**Task objective:**
Display every line from the records below that contains the word "cookie".

**Data rows:**
--------------------------------------------------

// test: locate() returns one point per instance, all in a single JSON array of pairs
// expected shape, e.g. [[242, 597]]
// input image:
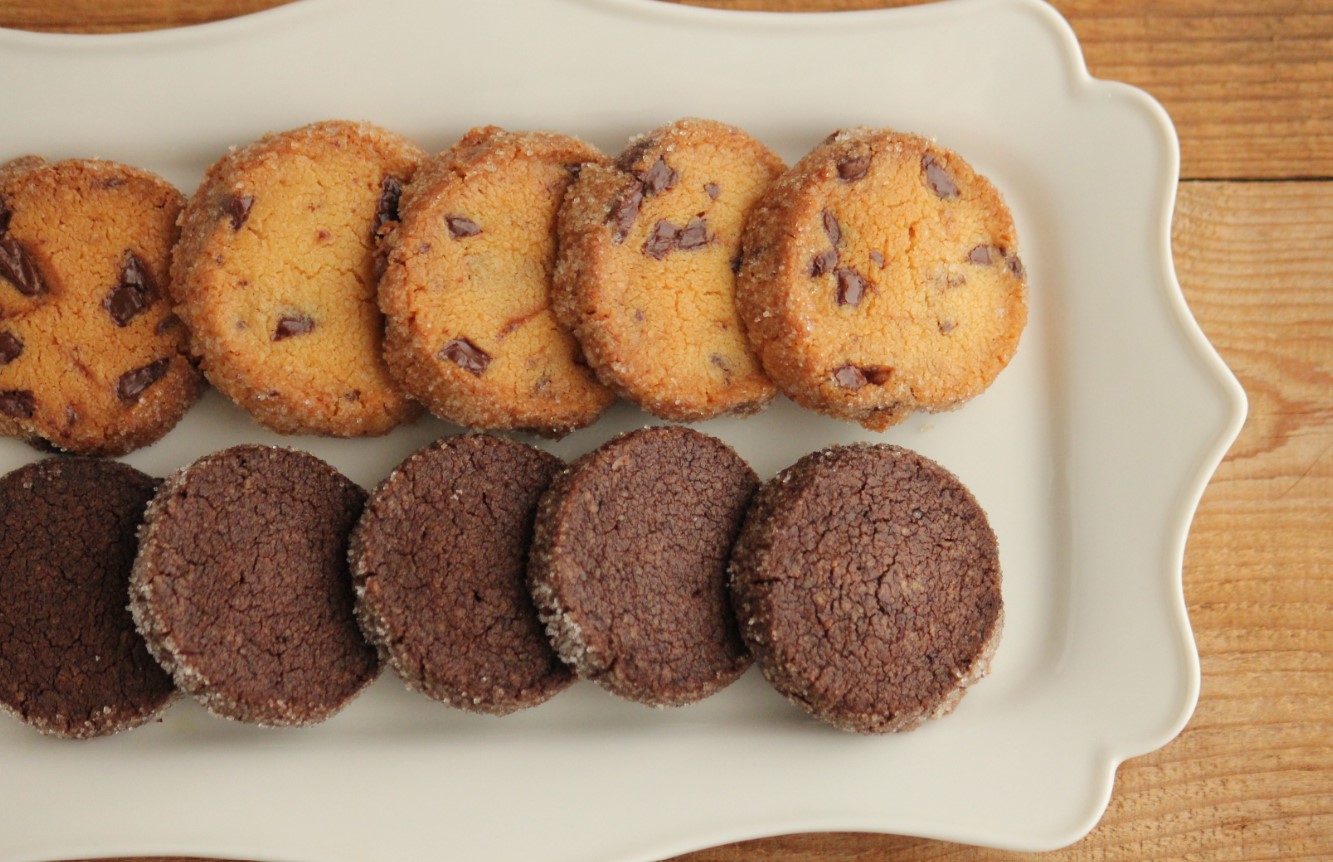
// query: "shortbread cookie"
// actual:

--------------------------------------------------

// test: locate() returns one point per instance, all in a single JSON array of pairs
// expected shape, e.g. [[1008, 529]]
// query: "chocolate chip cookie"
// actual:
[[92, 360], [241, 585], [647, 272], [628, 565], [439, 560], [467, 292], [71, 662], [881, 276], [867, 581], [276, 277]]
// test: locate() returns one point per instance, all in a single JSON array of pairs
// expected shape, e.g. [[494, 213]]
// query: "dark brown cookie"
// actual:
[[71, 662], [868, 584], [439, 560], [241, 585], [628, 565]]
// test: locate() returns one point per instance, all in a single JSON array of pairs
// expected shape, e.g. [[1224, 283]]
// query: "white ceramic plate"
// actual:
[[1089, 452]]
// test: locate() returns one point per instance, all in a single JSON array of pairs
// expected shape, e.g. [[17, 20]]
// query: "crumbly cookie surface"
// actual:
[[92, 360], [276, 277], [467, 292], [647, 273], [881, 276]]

--------------------------------------------------

**Expected answer:**
// query: "shortbread cookie"
// query: "chocolate chip cookie"
// query: "dark brown cookie"
// query: "crumbly cookie surface"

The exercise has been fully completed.